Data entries
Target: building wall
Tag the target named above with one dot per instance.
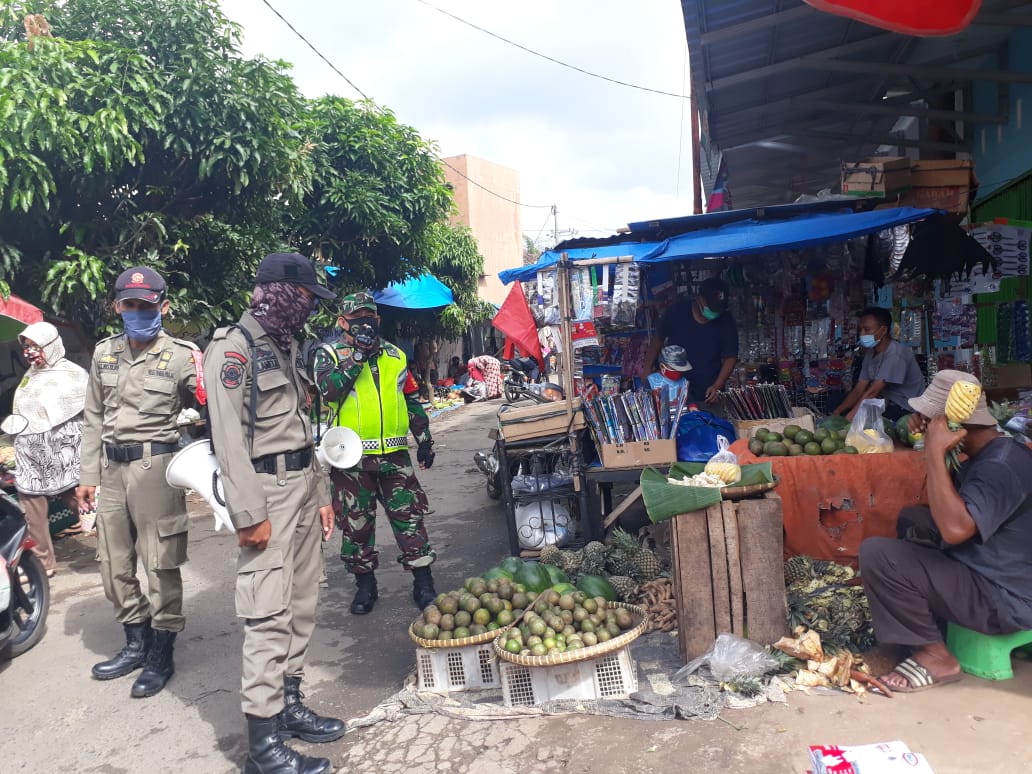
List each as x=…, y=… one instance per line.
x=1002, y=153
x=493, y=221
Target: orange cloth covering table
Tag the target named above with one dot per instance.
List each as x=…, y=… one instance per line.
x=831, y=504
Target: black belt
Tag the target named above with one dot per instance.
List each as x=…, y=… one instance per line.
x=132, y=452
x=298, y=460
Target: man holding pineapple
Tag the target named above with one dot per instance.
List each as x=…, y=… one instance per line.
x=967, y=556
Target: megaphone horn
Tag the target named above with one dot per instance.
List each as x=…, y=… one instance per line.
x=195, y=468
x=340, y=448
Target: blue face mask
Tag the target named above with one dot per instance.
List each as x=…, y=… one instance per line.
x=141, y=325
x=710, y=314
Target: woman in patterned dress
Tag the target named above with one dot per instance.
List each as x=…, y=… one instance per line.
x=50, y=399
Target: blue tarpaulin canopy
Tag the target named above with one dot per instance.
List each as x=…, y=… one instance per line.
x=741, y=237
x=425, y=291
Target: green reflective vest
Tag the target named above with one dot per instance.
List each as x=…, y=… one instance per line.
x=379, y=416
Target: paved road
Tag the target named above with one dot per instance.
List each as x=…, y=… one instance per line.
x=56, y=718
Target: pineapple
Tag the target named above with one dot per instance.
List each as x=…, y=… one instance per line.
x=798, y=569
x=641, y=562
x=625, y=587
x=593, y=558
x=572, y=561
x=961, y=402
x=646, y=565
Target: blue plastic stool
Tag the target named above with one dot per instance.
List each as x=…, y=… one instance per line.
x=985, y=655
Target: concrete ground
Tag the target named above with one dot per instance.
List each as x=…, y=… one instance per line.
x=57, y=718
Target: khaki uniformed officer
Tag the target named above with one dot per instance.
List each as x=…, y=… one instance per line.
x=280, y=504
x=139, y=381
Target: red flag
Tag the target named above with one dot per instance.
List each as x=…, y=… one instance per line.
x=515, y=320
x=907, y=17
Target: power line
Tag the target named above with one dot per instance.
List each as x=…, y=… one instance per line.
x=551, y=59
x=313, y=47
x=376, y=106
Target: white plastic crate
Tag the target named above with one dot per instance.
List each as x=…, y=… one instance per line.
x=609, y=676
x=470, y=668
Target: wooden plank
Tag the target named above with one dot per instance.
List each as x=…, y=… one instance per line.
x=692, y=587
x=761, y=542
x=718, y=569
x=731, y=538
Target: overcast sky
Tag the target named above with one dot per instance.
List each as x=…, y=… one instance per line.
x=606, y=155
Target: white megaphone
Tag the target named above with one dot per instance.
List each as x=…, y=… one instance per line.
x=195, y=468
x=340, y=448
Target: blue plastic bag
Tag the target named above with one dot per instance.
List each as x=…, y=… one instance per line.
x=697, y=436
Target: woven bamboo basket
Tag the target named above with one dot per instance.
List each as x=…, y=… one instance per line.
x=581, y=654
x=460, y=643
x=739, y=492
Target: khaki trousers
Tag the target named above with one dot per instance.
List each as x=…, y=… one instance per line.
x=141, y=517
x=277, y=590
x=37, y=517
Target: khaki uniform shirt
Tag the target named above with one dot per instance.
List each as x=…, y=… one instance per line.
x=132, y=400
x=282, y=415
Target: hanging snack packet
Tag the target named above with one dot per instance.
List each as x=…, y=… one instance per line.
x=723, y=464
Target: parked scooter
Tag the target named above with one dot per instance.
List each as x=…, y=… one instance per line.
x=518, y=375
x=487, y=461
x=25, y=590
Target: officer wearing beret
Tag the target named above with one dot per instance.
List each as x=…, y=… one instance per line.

* * *

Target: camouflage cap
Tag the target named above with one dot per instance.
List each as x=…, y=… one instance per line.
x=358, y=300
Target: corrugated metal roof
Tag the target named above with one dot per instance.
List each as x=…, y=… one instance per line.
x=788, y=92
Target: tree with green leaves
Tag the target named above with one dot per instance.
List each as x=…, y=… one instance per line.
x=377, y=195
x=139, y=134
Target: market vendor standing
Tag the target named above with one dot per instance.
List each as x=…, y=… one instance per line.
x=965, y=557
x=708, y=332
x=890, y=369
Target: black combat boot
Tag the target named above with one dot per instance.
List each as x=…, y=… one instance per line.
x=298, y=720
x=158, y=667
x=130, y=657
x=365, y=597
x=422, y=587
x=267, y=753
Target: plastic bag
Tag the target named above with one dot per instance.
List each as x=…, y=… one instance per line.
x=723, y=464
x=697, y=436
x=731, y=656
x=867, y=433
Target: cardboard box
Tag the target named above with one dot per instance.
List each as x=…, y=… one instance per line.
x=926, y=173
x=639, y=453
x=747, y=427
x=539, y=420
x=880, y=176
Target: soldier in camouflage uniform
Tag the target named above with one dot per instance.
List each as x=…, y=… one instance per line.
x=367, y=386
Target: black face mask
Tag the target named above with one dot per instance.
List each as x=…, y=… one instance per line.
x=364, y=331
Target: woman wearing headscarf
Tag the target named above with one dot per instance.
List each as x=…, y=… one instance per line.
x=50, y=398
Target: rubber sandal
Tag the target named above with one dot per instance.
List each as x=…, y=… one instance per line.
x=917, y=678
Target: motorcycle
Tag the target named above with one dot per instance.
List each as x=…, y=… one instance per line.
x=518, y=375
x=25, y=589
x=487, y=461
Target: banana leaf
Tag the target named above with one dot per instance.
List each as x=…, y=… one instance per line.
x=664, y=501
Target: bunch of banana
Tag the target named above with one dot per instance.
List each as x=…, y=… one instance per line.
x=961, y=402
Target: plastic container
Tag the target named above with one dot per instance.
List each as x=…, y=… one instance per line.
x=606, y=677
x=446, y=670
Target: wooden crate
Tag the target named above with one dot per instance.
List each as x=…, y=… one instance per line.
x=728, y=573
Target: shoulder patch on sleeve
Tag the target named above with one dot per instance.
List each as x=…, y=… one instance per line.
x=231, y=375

What you are asked to do – Go through the entries and copy every line that has "camouflage".

Response to this exercise –
Target: camouflage cap
Target: soldier in camouflage uniform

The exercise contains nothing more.